### [Die Aufgabe]
Beantworte anhand des Textauszugs über Kurras die folgenden Fragen:
(a) Mit welchem Adjektiv wird der Student Benno Ohnesorg beschrieben?
(b) Seit welchem Jahr war Kurras laut der neu gefundenen Stasi-Akte Stasi-Mitglied?
(c) Welche Presse bewahrte nach dem Text damals als einzige einen kühlen Kopf?

Was war Kurras' Auftrag?
Jetzt hat die Fratze ein SED-Gesicht. Aber auch die SED und ihre Nachfolgeorganisationen sind bis heute faktenresistent. Die jetzt eilig diskutierte Frage, ob Kurras einen Schießbefehl ausgeführt hätte, mit dem eiligen Zusatz, dass sich diesbezüglich trotz erwiesener Spitzeltätigkeit und SED-Mitgliedschaft nichts finden ließe, ist keine ganz ungefährliche Frage. Sie kann leicht als das Einfallstor für neue Legenden nach alten 68er-Strickmustern dienen.
War Kurras nicht in Wahrheit Doppelagent? Und haben nicht die Führungsoffiziere von einem „Unglücksfall“ gesprochen oder geheuchelt oder war dies doch nur Heuchelei für alle Fälle? Und spielt es überhaupt eine Rolle, denn die Studenten von damals haben ja nicht gewusst, dass Kurras ein DDR-Akteur war?
Kurras konnte wohl kaum den Auftrag haben den politisch bedeutungslosen Studenten Benno Ohnesorg zu erschießen. Aber einen förmlichen Befehl oder einen irgendwie gearteten Wunsch, dass Kurras in die Menge ballert oder irgendeinen Demonstranten erschießt, um einen Initialfunken zu setzen, um die Bundesrepublik von innen heraus zu destabilisieren und die radikale APO-Bewegung noch weiter zu radikalisieren, das alles dürfte schon zu den taktischen oder strategischen Planspielen in Ostberlin gehört haben.
Immerhin: Kurras war laut der neu gefundenen Stasi-Akte seit 1955 treues und zuverlässiges Stasi-Mitglied und Mitglied der SED und er war Waffenspezialist und ein hervorragender Schütze, einer der besten der damaligen Westberliner Polizei. Er stand also, als er auf Ohnesorg schoss, seit 12 Jahren im Dienste Ostberlins und er war jemand, der mit diesem Doppelleben nicht durchdrehte und er wusste, dass Liquidationen, Staatsmorde, in der DDR Praxis waren.
68er-Historiker stellen jetztspontan die falschen Fragen
Die jetzt eilig diskutierte Frage, was hätten die Studenten anders gemacht, oder die an den Haaren herbei gezogene Frage, was die Springerpresse – die einzige, die damals einen kühlen Kopf bewahrte – anders gemacht hätte, wenn sie gewusst hätte, wer Kurras war, sind typische Produkte der routinemäßig geklitterten 68er-Geschichte.

### [Gegebene Informationen]

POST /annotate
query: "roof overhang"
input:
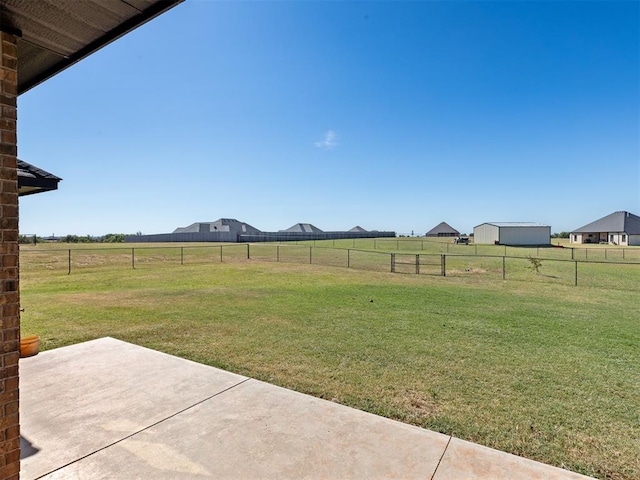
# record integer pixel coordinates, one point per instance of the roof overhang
(53, 35)
(32, 179)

### [Lösung]
(a) Er wird als „politisch bedeutungslos“ beschrieben.
(b) Seit 1955.
(c) Die Springerpresse.